== About this task ==
Tell me how many lines of the entries below include the string "grasshopper", and give only the number.

[Records to use Boundary: Start]

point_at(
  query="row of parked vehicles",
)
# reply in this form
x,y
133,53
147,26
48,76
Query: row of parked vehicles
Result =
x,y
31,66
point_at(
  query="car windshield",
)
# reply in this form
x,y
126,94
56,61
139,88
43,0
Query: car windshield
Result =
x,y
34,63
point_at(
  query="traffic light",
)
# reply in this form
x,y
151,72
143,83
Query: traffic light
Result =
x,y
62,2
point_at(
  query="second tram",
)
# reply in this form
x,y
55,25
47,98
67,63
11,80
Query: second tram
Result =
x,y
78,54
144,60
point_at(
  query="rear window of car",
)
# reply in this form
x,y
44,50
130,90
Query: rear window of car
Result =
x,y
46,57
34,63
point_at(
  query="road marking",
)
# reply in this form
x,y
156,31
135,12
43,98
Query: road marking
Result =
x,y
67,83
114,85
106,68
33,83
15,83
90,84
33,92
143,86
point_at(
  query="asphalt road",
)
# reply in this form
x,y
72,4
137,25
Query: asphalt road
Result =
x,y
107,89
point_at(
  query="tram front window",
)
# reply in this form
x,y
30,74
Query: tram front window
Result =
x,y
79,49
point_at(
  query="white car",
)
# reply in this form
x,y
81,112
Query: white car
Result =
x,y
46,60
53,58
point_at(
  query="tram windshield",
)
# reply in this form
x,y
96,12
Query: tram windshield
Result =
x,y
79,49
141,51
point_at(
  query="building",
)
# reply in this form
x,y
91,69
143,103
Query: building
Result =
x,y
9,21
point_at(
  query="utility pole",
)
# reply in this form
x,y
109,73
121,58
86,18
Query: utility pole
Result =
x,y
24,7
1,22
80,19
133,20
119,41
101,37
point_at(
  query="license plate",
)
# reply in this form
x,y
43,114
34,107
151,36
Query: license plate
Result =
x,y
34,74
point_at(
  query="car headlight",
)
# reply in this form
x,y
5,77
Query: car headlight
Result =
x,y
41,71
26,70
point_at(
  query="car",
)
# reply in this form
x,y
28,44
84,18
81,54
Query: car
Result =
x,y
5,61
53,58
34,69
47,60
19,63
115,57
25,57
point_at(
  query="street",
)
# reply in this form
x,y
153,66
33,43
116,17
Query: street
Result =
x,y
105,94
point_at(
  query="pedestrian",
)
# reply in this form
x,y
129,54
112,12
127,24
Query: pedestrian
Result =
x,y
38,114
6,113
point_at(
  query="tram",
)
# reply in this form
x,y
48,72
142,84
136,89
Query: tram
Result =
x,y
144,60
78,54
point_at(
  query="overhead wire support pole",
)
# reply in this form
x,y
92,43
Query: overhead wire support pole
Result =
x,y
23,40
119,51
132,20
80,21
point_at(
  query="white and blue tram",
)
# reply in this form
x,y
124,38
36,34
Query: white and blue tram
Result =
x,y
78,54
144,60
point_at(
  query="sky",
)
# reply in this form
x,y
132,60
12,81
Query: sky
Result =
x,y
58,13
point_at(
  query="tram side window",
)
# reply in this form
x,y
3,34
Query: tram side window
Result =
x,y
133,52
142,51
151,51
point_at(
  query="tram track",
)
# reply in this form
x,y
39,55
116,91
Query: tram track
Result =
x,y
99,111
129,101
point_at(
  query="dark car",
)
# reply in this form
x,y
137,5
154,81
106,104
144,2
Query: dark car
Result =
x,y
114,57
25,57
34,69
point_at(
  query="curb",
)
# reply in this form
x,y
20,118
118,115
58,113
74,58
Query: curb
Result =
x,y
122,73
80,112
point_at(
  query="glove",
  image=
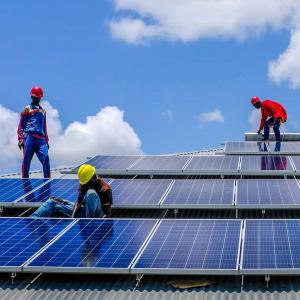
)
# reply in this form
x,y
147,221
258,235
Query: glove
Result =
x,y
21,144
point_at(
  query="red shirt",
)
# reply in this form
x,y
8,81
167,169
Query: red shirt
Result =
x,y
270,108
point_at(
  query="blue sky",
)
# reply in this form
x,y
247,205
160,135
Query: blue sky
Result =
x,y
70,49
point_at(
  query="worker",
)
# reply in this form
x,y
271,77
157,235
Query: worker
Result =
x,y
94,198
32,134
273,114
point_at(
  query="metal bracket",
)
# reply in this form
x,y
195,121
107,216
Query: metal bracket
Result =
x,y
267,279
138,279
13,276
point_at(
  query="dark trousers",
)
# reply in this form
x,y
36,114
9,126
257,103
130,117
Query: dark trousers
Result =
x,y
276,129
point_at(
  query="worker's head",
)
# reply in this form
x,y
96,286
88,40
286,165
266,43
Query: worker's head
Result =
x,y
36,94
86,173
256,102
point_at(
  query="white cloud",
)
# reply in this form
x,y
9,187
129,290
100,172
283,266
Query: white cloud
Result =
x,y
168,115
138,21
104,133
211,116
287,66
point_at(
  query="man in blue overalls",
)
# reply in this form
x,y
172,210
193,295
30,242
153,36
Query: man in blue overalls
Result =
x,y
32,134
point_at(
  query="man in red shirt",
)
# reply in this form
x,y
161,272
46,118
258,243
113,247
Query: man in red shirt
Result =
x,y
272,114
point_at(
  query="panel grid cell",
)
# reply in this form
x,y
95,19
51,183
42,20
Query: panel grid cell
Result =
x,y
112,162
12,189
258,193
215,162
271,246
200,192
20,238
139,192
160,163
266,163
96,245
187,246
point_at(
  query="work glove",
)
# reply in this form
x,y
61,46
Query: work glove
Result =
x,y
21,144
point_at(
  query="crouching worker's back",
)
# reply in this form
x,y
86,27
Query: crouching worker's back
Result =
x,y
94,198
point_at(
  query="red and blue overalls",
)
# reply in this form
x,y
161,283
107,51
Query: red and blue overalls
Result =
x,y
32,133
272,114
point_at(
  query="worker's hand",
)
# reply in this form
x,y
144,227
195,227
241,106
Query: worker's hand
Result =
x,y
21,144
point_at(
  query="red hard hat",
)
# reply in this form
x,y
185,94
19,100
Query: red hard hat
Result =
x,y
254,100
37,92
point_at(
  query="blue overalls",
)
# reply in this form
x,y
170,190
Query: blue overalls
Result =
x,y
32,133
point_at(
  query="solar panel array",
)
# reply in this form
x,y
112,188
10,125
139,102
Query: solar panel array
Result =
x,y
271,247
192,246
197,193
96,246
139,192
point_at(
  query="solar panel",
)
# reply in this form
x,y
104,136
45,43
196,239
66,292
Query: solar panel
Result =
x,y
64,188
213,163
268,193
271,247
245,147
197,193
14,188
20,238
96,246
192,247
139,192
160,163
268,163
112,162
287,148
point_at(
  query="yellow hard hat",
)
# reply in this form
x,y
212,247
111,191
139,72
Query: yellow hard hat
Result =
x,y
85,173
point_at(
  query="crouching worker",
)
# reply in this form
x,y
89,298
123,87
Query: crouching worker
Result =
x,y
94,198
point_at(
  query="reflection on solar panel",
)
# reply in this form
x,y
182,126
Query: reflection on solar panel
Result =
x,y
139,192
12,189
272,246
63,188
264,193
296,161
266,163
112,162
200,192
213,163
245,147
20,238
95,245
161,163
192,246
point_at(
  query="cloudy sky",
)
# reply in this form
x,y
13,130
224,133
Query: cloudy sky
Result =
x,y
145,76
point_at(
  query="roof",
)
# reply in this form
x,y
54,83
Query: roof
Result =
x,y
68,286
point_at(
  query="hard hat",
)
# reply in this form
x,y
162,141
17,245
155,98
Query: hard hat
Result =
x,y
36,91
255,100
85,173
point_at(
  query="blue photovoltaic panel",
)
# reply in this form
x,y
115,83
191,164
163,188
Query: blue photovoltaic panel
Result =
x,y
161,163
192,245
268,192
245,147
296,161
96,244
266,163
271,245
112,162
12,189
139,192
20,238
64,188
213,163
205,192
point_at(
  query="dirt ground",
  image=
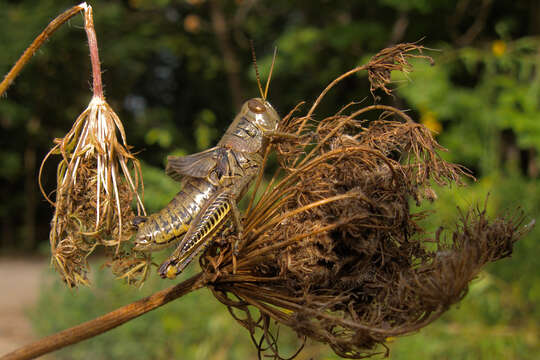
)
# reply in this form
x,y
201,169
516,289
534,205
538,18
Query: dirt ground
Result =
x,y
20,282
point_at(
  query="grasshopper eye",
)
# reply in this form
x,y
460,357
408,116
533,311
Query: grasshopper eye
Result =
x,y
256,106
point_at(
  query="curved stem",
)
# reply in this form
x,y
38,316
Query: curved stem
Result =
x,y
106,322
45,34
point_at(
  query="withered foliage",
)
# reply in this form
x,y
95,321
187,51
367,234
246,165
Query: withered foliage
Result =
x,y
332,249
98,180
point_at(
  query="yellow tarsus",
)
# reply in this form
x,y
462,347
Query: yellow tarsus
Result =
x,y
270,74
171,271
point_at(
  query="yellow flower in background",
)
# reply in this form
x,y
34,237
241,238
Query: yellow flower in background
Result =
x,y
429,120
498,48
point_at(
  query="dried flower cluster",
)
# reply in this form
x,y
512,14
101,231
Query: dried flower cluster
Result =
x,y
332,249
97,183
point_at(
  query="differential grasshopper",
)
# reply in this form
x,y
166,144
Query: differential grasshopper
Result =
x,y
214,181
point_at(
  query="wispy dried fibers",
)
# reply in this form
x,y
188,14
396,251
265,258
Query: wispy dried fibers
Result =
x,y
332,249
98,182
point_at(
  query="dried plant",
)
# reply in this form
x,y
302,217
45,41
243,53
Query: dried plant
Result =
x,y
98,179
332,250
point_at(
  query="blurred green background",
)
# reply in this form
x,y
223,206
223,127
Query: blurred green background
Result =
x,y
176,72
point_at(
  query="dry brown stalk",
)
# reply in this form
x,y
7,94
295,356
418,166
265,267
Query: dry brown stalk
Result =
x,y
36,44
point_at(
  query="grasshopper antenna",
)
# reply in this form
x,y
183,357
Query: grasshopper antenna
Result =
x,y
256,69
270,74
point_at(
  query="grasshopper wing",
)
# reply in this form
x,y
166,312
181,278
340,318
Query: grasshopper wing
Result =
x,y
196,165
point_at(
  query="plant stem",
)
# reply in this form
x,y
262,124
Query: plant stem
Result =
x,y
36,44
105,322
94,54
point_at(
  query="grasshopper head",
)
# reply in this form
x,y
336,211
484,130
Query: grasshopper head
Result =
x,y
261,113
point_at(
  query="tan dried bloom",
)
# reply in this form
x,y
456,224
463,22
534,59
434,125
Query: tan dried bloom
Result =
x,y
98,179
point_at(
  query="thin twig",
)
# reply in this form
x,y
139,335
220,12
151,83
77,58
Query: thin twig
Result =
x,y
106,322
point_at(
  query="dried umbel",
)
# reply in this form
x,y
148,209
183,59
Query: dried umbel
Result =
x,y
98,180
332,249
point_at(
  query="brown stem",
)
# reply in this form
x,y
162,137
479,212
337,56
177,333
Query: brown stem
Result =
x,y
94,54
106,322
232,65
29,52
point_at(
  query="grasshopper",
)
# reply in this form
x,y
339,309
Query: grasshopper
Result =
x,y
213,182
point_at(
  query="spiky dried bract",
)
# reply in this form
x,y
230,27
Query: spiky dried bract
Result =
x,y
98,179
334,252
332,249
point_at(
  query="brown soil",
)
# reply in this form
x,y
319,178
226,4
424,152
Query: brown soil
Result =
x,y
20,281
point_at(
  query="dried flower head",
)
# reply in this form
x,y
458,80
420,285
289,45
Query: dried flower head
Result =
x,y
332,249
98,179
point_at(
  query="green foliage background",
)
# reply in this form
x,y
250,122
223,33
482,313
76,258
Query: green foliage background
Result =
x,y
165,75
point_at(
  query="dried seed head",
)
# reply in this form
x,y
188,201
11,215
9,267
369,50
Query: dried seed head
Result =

[Records to use Boundary: End]
[Records to use Boundary: Start]

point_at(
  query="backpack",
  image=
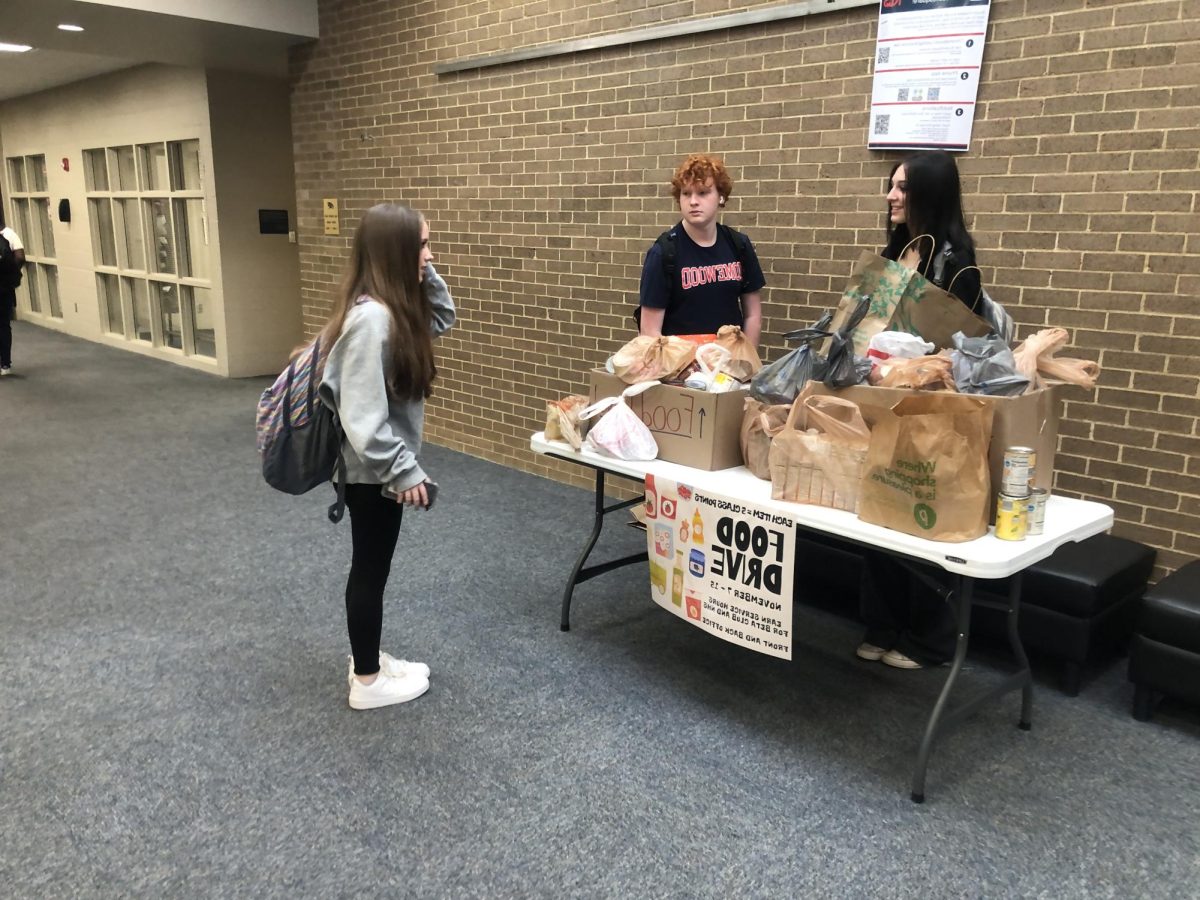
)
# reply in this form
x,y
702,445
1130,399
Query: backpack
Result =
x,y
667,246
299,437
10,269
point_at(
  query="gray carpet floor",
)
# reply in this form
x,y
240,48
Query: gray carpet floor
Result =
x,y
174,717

[Records to use Boundary: End]

== Written solution ==
12